Source data –
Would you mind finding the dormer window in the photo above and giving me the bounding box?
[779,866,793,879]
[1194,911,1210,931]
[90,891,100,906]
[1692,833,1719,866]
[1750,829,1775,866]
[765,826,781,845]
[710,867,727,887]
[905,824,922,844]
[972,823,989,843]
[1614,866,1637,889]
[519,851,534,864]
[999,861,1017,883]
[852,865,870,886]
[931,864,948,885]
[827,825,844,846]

Work required – Set down the full listing once more, exactly as written.

Result of the exercise –
Would you mind finding the dormer window in the photo above and giving me the bounding box?
[779,866,793,879]
[1194,911,1210,931]
[90,891,100,906]
[1692,833,1719,866]
[1750,829,1775,866]
[765,826,781,845]
[710,867,727,887]
[905,824,922,844]
[972,823,989,843]
[1614,866,1637,889]
[519,851,534,864]
[999,861,1017,883]
[852,865,870,886]
[931,864,948,885]
[827,825,844,846]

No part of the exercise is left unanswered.